- 作業指示: 以下のリストのうち、「Practice. Indicate each instance of the wooden cabinet」を含む行から「x=22, y=384」を含む行までを、両端の行も含めて一字一句違えずに書き写してください。

[データセットの項目]
------------------------------
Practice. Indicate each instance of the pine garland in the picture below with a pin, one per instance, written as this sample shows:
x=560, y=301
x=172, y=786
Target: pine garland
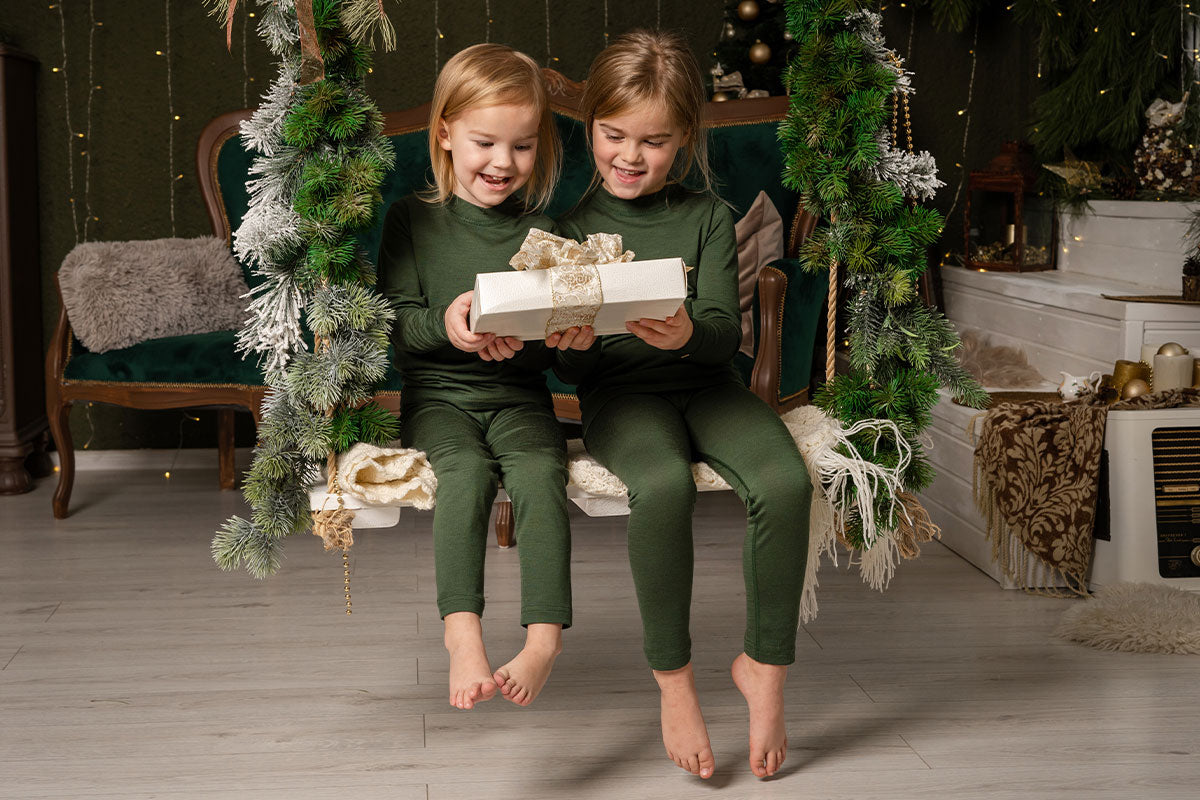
x=1102, y=65
x=839, y=157
x=321, y=160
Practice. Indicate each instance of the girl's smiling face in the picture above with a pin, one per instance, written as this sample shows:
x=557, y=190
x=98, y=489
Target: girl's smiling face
x=634, y=151
x=492, y=150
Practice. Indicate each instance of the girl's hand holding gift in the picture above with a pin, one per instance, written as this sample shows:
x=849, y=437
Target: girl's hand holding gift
x=666, y=335
x=487, y=346
x=573, y=338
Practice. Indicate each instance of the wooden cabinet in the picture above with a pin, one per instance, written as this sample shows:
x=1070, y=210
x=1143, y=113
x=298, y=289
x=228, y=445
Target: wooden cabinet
x=22, y=384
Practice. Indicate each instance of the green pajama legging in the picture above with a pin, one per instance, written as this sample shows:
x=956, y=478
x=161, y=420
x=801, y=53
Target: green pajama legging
x=648, y=441
x=471, y=452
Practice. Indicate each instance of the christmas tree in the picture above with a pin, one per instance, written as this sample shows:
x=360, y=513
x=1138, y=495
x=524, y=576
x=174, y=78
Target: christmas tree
x=845, y=86
x=321, y=160
x=1103, y=66
x=755, y=44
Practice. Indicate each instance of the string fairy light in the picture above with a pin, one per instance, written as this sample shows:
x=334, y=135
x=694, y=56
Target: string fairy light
x=174, y=118
x=966, y=125
x=184, y=419
x=245, y=68
x=437, y=40
x=66, y=108
x=91, y=91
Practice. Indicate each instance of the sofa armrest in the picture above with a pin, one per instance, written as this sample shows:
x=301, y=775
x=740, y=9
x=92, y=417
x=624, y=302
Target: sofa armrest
x=786, y=320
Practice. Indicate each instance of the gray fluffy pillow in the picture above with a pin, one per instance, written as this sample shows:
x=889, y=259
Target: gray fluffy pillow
x=118, y=294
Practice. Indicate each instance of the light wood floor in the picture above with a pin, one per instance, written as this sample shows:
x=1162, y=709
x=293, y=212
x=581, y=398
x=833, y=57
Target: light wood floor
x=130, y=667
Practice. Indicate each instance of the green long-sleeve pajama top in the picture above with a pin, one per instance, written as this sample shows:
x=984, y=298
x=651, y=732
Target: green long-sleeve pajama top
x=648, y=413
x=670, y=223
x=429, y=256
x=478, y=421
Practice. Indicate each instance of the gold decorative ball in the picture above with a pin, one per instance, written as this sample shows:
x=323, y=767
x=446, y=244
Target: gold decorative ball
x=1173, y=348
x=760, y=53
x=748, y=10
x=1135, y=388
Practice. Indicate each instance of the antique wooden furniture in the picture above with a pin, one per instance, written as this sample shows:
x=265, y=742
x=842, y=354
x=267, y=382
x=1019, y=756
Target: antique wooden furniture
x=22, y=403
x=204, y=370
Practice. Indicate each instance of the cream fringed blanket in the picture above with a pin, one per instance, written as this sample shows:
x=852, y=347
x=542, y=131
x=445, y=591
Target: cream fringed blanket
x=388, y=476
x=402, y=476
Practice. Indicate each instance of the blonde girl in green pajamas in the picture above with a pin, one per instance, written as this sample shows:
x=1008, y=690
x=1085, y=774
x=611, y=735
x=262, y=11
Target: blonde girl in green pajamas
x=478, y=403
x=666, y=395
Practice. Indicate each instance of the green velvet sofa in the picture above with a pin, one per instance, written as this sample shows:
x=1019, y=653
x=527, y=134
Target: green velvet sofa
x=205, y=371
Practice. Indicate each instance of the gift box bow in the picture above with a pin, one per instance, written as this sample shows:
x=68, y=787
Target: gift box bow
x=576, y=293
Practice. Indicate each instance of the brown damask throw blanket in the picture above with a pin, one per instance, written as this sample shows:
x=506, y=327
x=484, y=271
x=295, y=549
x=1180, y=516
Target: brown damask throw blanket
x=1036, y=470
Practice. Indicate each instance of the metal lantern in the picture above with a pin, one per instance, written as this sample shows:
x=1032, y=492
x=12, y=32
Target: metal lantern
x=1008, y=227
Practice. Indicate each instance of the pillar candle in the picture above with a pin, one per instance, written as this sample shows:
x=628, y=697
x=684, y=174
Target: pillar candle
x=1173, y=372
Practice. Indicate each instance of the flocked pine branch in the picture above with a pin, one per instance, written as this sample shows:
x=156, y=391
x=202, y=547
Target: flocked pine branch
x=316, y=322
x=841, y=160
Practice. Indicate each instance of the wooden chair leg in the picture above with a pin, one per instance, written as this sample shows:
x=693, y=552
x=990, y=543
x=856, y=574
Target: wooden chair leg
x=225, y=446
x=504, y=534
x=60, y=428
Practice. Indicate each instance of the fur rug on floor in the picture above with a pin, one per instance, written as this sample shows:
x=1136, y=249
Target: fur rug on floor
------------------------------
- 処理結果:
Practice. Indicate each instance of the wooden cabinet in the picture above with a pin, one per instance, written as this sample shows:
x=1070, y=210
x=1143, y=113
x=298, y=289
x=228, y=445
Target: wooden cabinet
x=22, y=384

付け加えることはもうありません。